→ Problem description
Please set down the data again exactly, minus the pictures.

------ Stored data

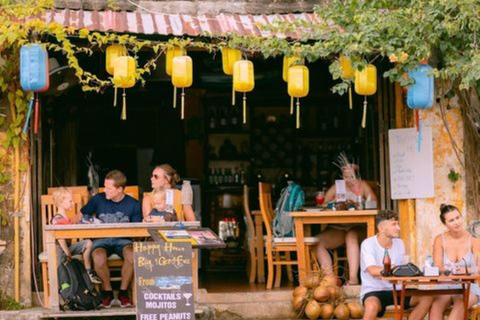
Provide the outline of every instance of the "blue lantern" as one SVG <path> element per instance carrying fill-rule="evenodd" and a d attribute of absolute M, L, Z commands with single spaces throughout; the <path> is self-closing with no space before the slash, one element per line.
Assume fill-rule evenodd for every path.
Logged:
<path fill-rule="evenodd" d="M 48 53 L 47 50 L 39 44 L 28 44 L 20 48 L 20 85 L 23 90 L 34 92 L 30 99 L 30 106 L 28 108 L 25 126 L 23 127 L 23 133 L 27 133 L 34 102 L 34 133 L 37 133 L 40 108 L 37 93 L 47 91 L 50 86 Z"/>
<path fill-rule="evenodd" d="M 415 83 L 408 87 L 407 105 L 410 109 L 428 109 L 433 106 L 433 75 L 432 67 L 421 65 L 408 73 Z"/>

------------

→ Solution below
Provide the outline of every instance of the "blue lantern" as one SVG <path> element per instance carrying fill-rule="evenodd" and a d attribute of absolute M, L, Z commands with single spaces throughout; the <path> is self-closing with no space before the slash, one element per line.
Assume fill-rule evenodd for every path.
Logged:
<path fill-rule="evenodd" d="M 48 53 L 47 50 L 39 44 L 28 44 L 20 48 L 20 85 L 23 90 L 34 92 L 30 99 L 30 106 L 28 108 L 25 126 L 23 127 L 23 133 L 27 133 L 34 102 L 34 133 L 37 133 L 40 108 L 37 93 L 47 91 L 50 86 Z"/>
<path fill-rule="evenodd" d="M 415 83 L 408 87 L 407 105 L 410 109 L 428 109 L 433 106 L 433 75 L 432 67 L 421 65 L 408 73 Z"/>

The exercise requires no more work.